• _Provided passage_
Resolutions at the AGM of Rejlers on May 9th 2016
At the Annual General Meeting of Rejlers AB, the following resolutions were passed:
The AGM adopted the income statement and balance sheet as at 31 December 2015. The AGM discharged the Board of Directors and the CEO from liability for the financial year 2015.
In accordance with the recommendation of the Board of Directors, the meeting resolved to pay a dividend of SEK 2.00 per share, regardless of class. The record date for entitlement to a dividend was determined as 11 May 2016 and payment from Euroclear Sweden AB is expected to take place starting on 16 May 2016.
Board of Directors
The AGM resolved that the Board of Directors should consist of six ordinary members with no deputies. The meeting re-elected Ivar Verner, Helena Nordman Knutson, Thord Wilkne, Jan Samuelsson and Peter Rejler and appointed Annika Steiber as a new director. Ivar Verner was re-elected as chair of the Board of the Directors.

• _Given entries_

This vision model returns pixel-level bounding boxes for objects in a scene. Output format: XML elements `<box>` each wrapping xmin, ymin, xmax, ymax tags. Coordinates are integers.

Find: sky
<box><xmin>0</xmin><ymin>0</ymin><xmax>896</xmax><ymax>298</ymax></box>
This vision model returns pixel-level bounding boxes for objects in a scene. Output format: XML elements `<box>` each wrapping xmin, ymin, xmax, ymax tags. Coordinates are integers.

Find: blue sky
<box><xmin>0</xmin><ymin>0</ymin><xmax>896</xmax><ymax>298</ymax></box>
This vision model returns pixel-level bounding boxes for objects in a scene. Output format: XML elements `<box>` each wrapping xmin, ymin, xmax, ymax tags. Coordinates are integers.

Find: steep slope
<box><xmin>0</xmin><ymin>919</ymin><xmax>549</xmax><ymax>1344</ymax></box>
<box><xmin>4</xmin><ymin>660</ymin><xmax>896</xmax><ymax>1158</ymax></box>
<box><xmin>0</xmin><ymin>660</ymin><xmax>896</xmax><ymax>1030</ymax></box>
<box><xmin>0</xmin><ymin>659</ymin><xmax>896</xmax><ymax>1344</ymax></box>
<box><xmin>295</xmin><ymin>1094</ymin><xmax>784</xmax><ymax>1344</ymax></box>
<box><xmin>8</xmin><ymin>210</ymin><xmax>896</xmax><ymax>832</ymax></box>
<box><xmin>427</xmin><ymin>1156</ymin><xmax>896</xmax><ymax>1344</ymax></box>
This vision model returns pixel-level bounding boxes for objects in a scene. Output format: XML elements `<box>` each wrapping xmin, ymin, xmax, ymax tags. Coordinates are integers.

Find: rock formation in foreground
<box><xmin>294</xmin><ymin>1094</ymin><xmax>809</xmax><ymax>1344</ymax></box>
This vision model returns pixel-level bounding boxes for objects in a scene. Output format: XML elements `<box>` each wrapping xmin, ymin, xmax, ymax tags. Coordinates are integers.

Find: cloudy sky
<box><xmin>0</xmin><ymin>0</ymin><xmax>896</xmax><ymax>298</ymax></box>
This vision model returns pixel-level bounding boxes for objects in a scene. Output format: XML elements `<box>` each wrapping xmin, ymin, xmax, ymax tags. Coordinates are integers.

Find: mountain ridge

• _Written task_
Extract the stretch of the Rejlers AGM resolutions text from "In accordance with" through "of the Directors.", copying it word for word.

• _Answer to this exercise_
In accordance with the recommendation of the Board of Directors, the meeting resolved to pay a dividend of SEK 2.00 per share, regardless of class. The record date for entitlement to a dividend was determined as 11 May 2016 and payment from Euroclear Sweden AB is expected to take place starting on 16 May 2016.
Board of Directors
The AGM resolved that the Board of Directors should consist of six ordinary members with no deputies. The meeting re-elected Ivar Verner, Helena Nordman Knutson, Thord Wilkne, Jan Samuelsson and Peter Rejler and appointed Annika Steiber as a new director. Ivar Verner was re-elected as chair of the Board of the Directors.